# THE EXERCISE
Gather every line in the records below that contains the word "jacket" and list those lines.
• • •
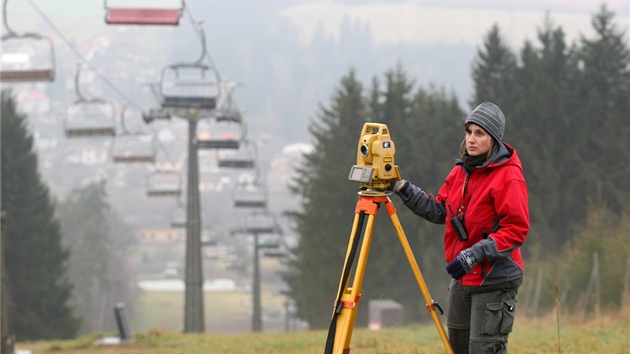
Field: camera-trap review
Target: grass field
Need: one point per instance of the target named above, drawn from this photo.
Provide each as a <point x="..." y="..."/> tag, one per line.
<point x="608" y="334"/>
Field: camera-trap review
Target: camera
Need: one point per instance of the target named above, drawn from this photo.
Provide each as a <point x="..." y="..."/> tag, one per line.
<point x="375" y="166"/>
<point x="459" y="228"/>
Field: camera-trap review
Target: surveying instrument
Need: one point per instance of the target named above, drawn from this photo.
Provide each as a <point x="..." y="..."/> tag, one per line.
<point x="375" y="169"/>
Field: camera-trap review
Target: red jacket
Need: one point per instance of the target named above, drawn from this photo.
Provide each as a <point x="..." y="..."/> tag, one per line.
<point x="495" y="209"/>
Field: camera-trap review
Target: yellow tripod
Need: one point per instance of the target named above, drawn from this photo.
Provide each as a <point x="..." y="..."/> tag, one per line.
<point x="345" y="310"/>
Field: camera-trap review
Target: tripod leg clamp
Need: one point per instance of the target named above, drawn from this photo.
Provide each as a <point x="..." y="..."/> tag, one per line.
<point x="346" y="304"/>
<point x="431" y="307"/>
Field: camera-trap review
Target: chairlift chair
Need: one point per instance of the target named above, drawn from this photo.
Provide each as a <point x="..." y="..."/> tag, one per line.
<point x="223" y="135"/>
<point x="244" y="157"/>
<point x="134" y="13"/>
<point x="134" y="147"/>
<point x="261" y="223"/>
<point x="189" y="86"/>
<point x="90" y="118"/>
<point x="131" y="147"/>
<point x="164" y="183"/>
<point x="155" y="113"/>
<point x="26" y="58"/>
<point x="249" y="195"/>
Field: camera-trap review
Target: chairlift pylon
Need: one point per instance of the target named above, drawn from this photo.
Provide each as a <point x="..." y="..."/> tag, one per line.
<point x="178" y="217"/>
<point x="134" y="13"/>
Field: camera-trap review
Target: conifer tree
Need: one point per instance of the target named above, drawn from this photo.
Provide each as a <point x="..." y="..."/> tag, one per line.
<point x="99" y="242"/>
<point x="327" y="203"/>
<point x="493" y="70"/>
<point x="604" y="91"/>
<point x="34" y="257"/>
<point x="329" y="199"/>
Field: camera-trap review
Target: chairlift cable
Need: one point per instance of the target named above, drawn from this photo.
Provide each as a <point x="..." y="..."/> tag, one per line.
<point x="199" y="34"/>
<point x="93" y="67"/>
<point x="78" y="53"/>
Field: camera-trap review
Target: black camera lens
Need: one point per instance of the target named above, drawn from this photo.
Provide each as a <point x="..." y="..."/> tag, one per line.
<point x="364" y="150"/>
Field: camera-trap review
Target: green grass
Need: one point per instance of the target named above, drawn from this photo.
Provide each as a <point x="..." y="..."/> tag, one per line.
<point x="605" y="335"/>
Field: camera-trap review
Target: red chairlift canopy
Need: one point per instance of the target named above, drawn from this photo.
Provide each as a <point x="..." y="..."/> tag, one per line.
<point x="136" y="15"/>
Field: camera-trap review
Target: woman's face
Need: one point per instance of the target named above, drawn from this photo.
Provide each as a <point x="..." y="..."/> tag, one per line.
<point x="478" y="141"/>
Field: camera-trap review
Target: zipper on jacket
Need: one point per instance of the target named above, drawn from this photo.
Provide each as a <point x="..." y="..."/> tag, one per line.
<point x="483" y="263"/>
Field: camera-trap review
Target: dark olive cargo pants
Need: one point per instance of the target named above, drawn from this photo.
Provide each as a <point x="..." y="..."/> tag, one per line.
<point x="479" y="323"/>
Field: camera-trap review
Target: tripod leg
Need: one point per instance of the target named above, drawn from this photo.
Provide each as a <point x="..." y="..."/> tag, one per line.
<point x="345" y="311"/>
<point x="431" y="305"/>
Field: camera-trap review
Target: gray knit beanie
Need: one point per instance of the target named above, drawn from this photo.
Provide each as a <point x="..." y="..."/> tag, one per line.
<point x="488" y="116"/>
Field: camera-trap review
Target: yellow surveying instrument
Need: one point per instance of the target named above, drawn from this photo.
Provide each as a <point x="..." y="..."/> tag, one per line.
<point x="375" y="169"/>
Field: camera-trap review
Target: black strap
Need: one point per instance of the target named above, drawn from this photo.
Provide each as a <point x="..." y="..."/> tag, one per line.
<point x="330" y="340"/>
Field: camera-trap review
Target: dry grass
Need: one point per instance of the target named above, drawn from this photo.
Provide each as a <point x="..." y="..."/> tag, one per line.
<point x="606" y="334"/>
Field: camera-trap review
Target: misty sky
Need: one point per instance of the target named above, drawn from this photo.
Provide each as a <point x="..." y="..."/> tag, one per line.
<point x="268" y="44"/>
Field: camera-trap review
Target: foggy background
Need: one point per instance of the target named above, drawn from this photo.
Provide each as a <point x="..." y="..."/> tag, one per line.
<point x="287" y="56"/>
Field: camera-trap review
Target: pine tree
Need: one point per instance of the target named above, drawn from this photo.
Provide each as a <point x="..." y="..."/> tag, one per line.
<point x="604" y="91"/>
<point x="493" y="71"/>
<point x="34" y="257"/>
<point x="329" y="200"/>
<point x="99" y="242"/>
<point x="542" y="111"/>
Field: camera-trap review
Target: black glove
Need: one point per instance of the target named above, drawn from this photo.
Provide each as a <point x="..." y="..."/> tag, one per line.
<point x="396" y="185"/>
<point x="465" y="261"/>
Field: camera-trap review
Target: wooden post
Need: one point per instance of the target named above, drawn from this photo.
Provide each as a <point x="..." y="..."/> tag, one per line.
<point x="626" y="283"/>
<point x="593" y="285"/>
<point x="539" y="280"/>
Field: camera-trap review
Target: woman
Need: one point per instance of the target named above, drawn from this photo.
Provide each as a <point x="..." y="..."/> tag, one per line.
<point x="483" y="203"/>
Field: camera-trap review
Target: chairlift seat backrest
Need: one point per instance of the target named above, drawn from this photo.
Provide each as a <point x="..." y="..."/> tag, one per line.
<point x="243" y="158"/>
<point x="131" y="148"/>
<point x="142" y="16"/>
<point x="189" y="86"/>
<point x="26" y="58"/>
<point x="164" y="184"/>
<point x="87" y="118"/>
<point x="249" y="196"/>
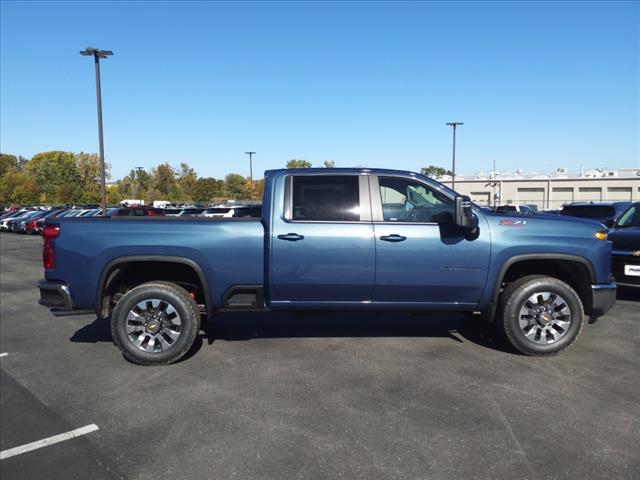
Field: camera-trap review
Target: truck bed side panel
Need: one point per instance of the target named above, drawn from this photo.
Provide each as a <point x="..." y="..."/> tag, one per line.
<point x="229" y="252"/>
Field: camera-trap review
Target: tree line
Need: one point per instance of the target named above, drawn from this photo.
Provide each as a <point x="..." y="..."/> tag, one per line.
<point x="59" y="177"/>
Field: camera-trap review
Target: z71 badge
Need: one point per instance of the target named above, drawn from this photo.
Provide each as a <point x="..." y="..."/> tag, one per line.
<point x="513" y="223"/>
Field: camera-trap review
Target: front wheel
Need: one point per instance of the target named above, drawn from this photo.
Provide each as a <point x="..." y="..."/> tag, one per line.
<point x="155" y="323"/>
<point x="540" y="315"/>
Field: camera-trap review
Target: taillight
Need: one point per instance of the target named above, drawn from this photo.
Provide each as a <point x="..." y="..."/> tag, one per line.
<point x="49" y="232"/>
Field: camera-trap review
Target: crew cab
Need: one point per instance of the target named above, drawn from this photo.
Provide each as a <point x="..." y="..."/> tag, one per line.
<point x="368" y="239"/>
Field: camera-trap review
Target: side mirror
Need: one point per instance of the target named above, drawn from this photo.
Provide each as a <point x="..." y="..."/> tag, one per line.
<point x="465" y="219"/>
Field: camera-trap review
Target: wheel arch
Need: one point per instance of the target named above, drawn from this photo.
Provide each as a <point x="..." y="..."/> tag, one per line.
<point x="541" y="263"/>
<point x="115" y="266"/>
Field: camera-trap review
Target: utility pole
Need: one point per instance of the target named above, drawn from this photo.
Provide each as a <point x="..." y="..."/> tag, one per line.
<point x="453" y="177"/>
<point x="136" y="177"/>
<point x="97" y="55"/>
<point x="251" y="154"/>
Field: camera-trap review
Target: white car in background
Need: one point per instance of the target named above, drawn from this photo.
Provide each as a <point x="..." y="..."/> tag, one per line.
<point x="233" y="211"/>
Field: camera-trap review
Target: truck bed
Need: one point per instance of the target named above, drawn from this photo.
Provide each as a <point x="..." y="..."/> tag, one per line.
<point x="229" y="251"/>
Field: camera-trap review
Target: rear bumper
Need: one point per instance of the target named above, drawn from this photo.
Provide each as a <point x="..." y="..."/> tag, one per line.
<point x="603" y="298"/>
<point x="57" y="296"/>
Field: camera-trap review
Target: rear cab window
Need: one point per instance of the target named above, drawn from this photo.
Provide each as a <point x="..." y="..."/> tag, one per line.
<point x="325" y="198"/>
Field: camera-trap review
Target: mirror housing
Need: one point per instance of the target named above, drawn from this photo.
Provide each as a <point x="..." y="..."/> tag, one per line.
<point x="465" y="219"/>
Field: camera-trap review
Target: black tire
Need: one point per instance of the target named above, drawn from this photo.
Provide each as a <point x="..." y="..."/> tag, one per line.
<point x="530" y="340"/>
<point x="185" y="309"/>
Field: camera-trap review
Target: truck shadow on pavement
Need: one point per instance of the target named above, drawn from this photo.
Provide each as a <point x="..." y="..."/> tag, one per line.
<point x="243" y="326"/>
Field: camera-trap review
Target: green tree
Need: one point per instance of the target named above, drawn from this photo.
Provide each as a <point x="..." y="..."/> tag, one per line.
<point x="235" y="186"/>
<point x="7" y="163"/>
<point x="298" y="164"/>
<point x="55" y="173"/>
<point x="208" y="189"/>
<point x="16" y="187"/>
<point x="435" y="171"/>
<point x="88" y="165"/>
<point x="187" y="180"/>
<point x="163" y="181"/>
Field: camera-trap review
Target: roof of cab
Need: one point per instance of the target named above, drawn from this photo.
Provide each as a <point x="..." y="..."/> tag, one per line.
<point x="340" y="170"/>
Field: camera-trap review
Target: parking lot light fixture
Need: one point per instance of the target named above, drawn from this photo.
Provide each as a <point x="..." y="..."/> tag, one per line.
<point x="251" y="154"/>
<point x="453" y="167"/>
<point x="97" y="55"/>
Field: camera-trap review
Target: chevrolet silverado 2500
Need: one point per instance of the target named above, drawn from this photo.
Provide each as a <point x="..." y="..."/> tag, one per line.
<point x="331" y="239"/>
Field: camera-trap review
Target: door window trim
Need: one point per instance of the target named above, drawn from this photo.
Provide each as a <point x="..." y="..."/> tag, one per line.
<point x="363" y="197"/>
<point x="377" y="214"/>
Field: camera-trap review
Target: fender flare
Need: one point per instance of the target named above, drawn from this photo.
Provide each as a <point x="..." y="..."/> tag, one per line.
<point x="493" y="304"/>
<point x="102" y="279"/>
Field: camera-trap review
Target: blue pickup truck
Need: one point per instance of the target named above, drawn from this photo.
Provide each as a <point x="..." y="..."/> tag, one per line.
<point x="331" y="239"/>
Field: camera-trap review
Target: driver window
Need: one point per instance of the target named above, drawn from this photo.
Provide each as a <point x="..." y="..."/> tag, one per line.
<point x="405" y="200"/>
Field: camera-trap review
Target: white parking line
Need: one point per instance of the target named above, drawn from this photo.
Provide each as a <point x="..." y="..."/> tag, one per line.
<point x="48" y="441"/>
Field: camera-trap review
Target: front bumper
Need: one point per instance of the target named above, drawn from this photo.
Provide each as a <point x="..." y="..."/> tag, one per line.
<point x="603" y="298"/>
<point x="57" y="296"/>
<point x="621" y="260"/>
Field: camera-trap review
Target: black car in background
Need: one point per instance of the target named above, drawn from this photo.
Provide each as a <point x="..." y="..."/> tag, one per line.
<point x="625" y="256"/>
<point x="605" y="212"/>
• • •
# SOLVED EXERCISE
Target: red jacket
Target: zipper on jacket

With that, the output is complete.